— Begin DOCUMENT EXCERPT —

Exhibit 10.2
CRDENTIA MERGER VOTING
AGREEMENT
This CRDENTIA MERGER VOTING
AGREEMENT (this “Agreement” ) is made and
entered into as of September 20, 2006 (the “Effective
Date” ), by and among Crdentia Corp., a Delaware
corporation ( “Crdentia” ), and MedCap
Partners L.P. and MedCap Master Fund L.P. (collectively,
“Shareholder” ).
RECITALS
A.
This Agreement is entered into in connection with that certain
Agreement and Plan of Reorganization (the “Merger
Agreement” ) dated as of September 20, 2006, by and
among iVOW, Crdentia Corp., a Delaware corporation (
“Crdentia” ), and iVOW Acquisition Corp.,
a Delaware corporation and wholly-owned subsidiary of Crdentia (
“Merger Sub” ) pursuant to which Merger
Sub will merge with and into iVOW, with iVOW continuing as the
surviving corporation of the merger and becoming a wholly-owned
subsidiary of Crdentia (the “Merger”
). Capitalized terms used in this Agreement which are not
otherwise defined herein will have the meanings given to such terms
in the Merger Agreement.
B.
As of the Effective Date of this Agreement, Shareholder owns in the
aggregate (including shares held both beneficially and of record
and other shares held either beneficially or of record) the number
of shares of Crdentia Common Stock set forth below
Shareholder’s name on the signature page of this Agreement
(all such shares together with any shares of voting stock of
Crdentia that may hereafter be acquired by Shareholder, being
collectively referred to herein as the “Subject
Shares” ).
C.
Shareholder is entering into this Agreement as a material
inducement to, and in consideration of, iVOW’s willingness to
enter into the Merger Agreement.
AGREEMENT
The parties to this Agreement,
intending to be legally bound, agree as follows:
1.
Transfer of Subject Shares .
1.1
No Disposition or Encumbrance of Subject Shares .
Shareholder agrees that,
prior to the Expiration Date, Shareholder will not, directly or
indirectly, sell, transfer, exchange, pledge or otherwise dispose
of, or in any other way reduce Shareholder’s risk of
ownership or investment in, or make any offer or agreement relating
to any of the foregoing with respect to, any Subject Shares, except
pursuant to the Merger Agreement and except for distributions of
shares to Shareholder’s limited partners, or sales of shares
with the proceeds distributed to Shareholder’s limited
partners, in the ordinary course of Shareholder’s business
consistent with the terms of the Shareholder’s Limited
Partnership Agreement made in order to satisfy Shareholder’s
obligations to its limited partners upon the redemption of fund
interests in accordance with Shareholder’s Limited
Partnership Agreement. As used herein, the term
“Expiration Date” means the earliest to
occur of (i) the Effective Time of the Merger, or (ii)
such time as the Merger Agreement or
this Agreement may be terminated in accordance with their
respective terms.

— End DOCUMENT EXCERPT —
— Begin INFORMATION GIVEN —

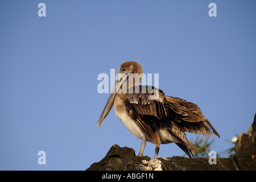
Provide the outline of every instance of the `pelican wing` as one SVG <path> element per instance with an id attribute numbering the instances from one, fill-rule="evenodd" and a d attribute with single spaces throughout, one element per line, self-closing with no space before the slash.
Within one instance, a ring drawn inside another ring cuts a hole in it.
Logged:
<path id="1" fill-rule="evenodd" d="M 127 93 L 126 97 L 125 105 L 128 114 L 159 147 L 160 141 L 156 124 L 167 116 L 164 105 L 164 93 L 159 89 L 150 93 L 147 91 L 147 86 L 136 86 L 133 89 L 133 91 L 129 92 L 131 93 Z M 155 96 L 154 99 L 149 99 L 150 96 L 153 97 L 153 96 Z"/>
<path id="2" fill-rule="evenodd" d="M 199 107 L 177 97 L 164 96 L 167 115 L 176 121 L 184 131 L 210 136 L 220 135 L 203 114 Z"/>

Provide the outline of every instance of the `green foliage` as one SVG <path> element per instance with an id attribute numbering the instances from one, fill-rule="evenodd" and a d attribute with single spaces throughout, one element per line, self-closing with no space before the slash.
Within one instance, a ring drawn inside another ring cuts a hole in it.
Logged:
<path id="1" fill-rule="evenodd" d="M 234 151 L 234 145 L 236 142 L 236 139 L 237 135 L 236 135 L 236 136 L 234 137 L 231 140 L 226 140 L 226 142 L 229 143 L 231 143 L 233 144 L 233 146 L 229 148 L 223 152 L 219 152 L 217 153 L 217 157 L 220 158 L 229 158 L 232 159 L 235 154 Z M 214 150 L 213 148 L 214 148 L 214 146 L 213 145 L 214 139 L 211 139 L 209 138 L 205 138 L 203 136 L 197 136 L 195 140 L 192 139 L 190 140 L 192 143 L 193 143 L 196 146 L 199 148 L 199 151 L 195 152 L 192 151 L 193 155 L 195 158 L 208 158 L 209 157 L 208 154 L 209 152 Z M 183 156 L 185 156 L 184 154 Z"/>

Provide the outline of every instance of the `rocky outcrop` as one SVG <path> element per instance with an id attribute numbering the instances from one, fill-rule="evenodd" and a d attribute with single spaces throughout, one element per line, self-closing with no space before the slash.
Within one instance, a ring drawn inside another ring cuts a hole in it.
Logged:
<path id="1" fill-rule="evenodd" d="M 247 134 L 237 137 L 233 160 L 240 170 L 256 170 L 256 114 Z"/>
<path id="2" fill-rule="evenodd" d="M 233 160 L 217 158 L 216 164 L 210 164 L 208 158 L 174 156 L 151 159 L 137 156 L 133 148 L 120 147 L 115 144 L 104 158 L 92 164 L 86 171 L 256 170 L 255 121 L 256 115 L 248 133 L 239 135 Z"/>

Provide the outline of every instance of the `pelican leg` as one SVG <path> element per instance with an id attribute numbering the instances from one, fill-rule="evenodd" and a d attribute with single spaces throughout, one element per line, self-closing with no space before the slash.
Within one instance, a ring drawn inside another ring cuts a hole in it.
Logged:
<path id="1" fill-rule="evenodd" d="M 141 143 L 141 150 L 139 150 L 139 155 L 138 155 L 138 156 L 143 156 L 143 151 L 144 148 L 145 148 L 145 147 L 146 147 L 146 137 L 143 137 L 142 138 L 142 142 Z"/>
<path id="2" fill-rule="evenodd" d="M 155 147 L 155 156 L 154 157 L 154 158 L 156 158 L 156 157 L 158 156 L 158 152 L 159 151 L 159 147 Z"/>

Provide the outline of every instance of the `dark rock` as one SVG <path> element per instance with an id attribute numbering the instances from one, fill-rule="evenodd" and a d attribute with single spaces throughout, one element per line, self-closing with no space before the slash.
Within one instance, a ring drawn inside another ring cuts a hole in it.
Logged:
<path id="1" fill-rule="evenodd" d="M 247 134 L 237 137 L 233 160 L 240 170 L 256 170 L 256 114 Z"/>
<path id="2" fill-rule="evenodd" d="M 256 170 L 256 114 L 247 133 L 239 135 L 235 151 L 233 160 L 217 158 L 216 164 L 210 164 L 208 158 L 138 157 L 133 148 L 115 144 L 104 158 L 92 164 L 86 171 Z"/>

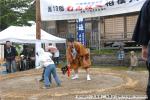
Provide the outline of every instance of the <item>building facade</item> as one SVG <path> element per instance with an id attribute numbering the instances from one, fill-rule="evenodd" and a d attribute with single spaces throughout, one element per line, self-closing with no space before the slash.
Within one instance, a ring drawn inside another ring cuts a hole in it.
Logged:
<path id="1" fill-rule="evenodd" d="M 105 47 L 114 42 L 132 42 L 132 34 L 139 12 L 85 19 L 86 45 L 90 48 Z M 77 36 L 76 20 L 42 22 L 42 28 L 50 34 L 66 38 Z M 109 45 L 110 46 L 110 45 Z"/>

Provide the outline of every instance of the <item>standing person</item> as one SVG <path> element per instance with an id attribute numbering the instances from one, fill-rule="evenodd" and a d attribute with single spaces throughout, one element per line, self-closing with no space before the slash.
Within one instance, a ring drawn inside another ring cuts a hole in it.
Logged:
<path id="1" fill-rule="evenodd" d="M 16 56 L 17 56 L 17 51 L 15 47 L 11 45 L 10 41 L 6 41 L 6 48 L 4 50 L 4 58 L 6 61 L 7 73 L 16 72 L 16 61 L 15 61 Z"/>
<path id="2" fill-rule="evenodd" d="M 119 50 L 117 51 L 117 59 L 118 59 L 119 66 L 123 65 L 124 58 L 125 58 L 125 53 L 124 53 L 123 47 L 120 46 Z"/>
<path id="3" fill-rule="evenodd" d="M 38 51 L 38 57 L 39 57 L 39 61 L 40 61 L 40 65 L 42 67 L 45 67 L 45 71 L 44 71 L 44 84 L 45 87 L 44 88 L 49 88 L 51 85 L 51 82 L 49 80 L 49 76 L 52 74 L 57 86 L 60 86 L 60 80 L 58 78 L 57 72 L 56 72 L 56 66 L 53 62 L 53 60 L 50 58 L 50 53 L 45 52 L 44 49 L 40 48 L 40 50 Z"/>
<path id="4" fill-rule="evenodd" d="M 141 8 L 132 39 L 142 45 L 142 58 L 147 61 L 149 72 L 147 100 L 150 100 L 150 0 L 146 0 Z"/>
<path id="5" fill-rule="evenodd" d="M 67 41 L 67 63 L 68 66 L 74 69 L 75 75 L 72 79 L 78 79 L 78 69 L 82 67 L 86 70 L 87 80 L 91 80 L 89 75 L 89 68 L 91 65 L 90 53 L 87 48 L 84 47 L 80 42 L 74 41 L 73 37 L 68 38 Z"/>
<path id="6" fill-rule="evenodd" d="M 130 70 L 134 70 L 138 64 L 137 56 L 134 51 L 130 52 Z"/>
<path id="7" fill-rule="evenodd" d="M 54 53 L 54 63 L 56 65 L 59 64 L 59 50 L 57 49 L 57 51 Z"/>

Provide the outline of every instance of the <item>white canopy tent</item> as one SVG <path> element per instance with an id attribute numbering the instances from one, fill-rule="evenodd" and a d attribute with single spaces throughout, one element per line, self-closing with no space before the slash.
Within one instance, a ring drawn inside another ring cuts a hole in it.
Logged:
<path id="1" fill-rule="evenodd" d="M 10 26 L 0 32 L 0 43 L 36 43 L 36 26 Z M 66 39 L 51 35 L 41 29 L 41 43 L 65 43 Z"/>

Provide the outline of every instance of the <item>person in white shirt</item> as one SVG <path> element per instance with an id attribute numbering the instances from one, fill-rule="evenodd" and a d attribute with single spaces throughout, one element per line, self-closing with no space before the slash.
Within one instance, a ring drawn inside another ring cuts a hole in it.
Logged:
<path id="1" fill-rule="evenodd" d="M 59 50 L 57 49 L 57 51 L 54 53 L 54 63 L 56 65 L 59 64 Z"/>
<path id="2" fill-rule="evenodd" d="M 60 86 L 60 80 L 58 78 L 57 72 L 56 72 L 56 67 L 55 64 L 53 62 L 53 60 L 51 59 L 50 56 L 52 56 L 51 53 L 49 52 L 45 52 L 43 48 L 40 48 L 38 53 L 37 53 L 38 57 L 39 57 L 39 61 L 40 61 L 40 67 L 45 67 L 45 71 L 44 71 L 44 84 L 45 87 L 44 88 L 49 88 L 51 85 L 51 82 L 49 80 L 49 76 L 52 74 L 57 86 Z"/>

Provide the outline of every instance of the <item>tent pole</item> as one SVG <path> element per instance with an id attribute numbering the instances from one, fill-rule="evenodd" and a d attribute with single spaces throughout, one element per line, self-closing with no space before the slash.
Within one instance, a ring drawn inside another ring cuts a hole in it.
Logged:
<path id="1" fill-rule="evenodd" d="M 40 0 L 36 0 L 36 46 L 35 46 L 35 67 L 39 66 L 36 52 L 41 47 L 41 14 L 40 14 Z"/>

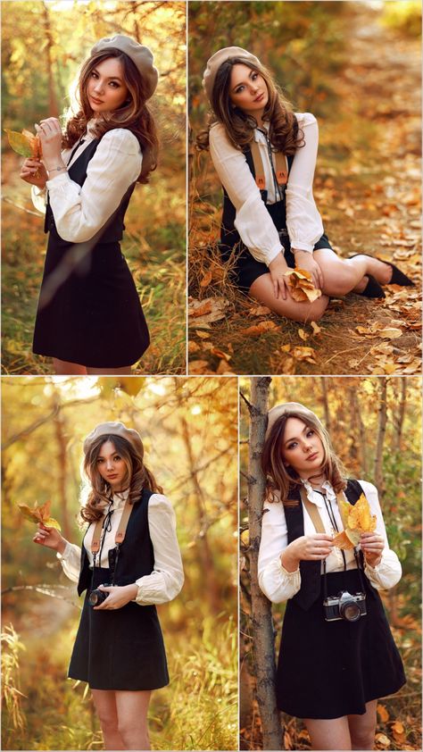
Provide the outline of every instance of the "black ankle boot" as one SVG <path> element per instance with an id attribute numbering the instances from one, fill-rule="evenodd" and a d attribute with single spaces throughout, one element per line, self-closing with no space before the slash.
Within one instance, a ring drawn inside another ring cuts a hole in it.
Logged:
<path id="1" fill-rule="evenodd" d="M 362 295 L 364 297 L 386 297 L 383 288 L 379 285 L 377 280 L 375 280 L 372 274 L 366 274 L 369 280 L 366 287 L 362 292 L 358 292 L 357 295 Z"/>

— End INFORMATION GIVEN —

REQUIRED ACTIONS —
A) In the voting agreement, which company continues as the surviving corporation after the merger?
B) The voting agreement generally bars Shareholder from disposing of Subject Shares. What purpose must the excepted distributions or sales to limited partners serve?

EXPECTED OUTPUTS —
A) iVOW continues as the surviving corporation and becomes a wholly-owned subsidiary of Crdentia.

B) They must be made in the ordinary course of Shareholder's business, consistent with its Limited Partnership Agreement. Their purpose must be to satisfy Shareholder's obligations to its limited partners when fund interests are redeemed under that agreement.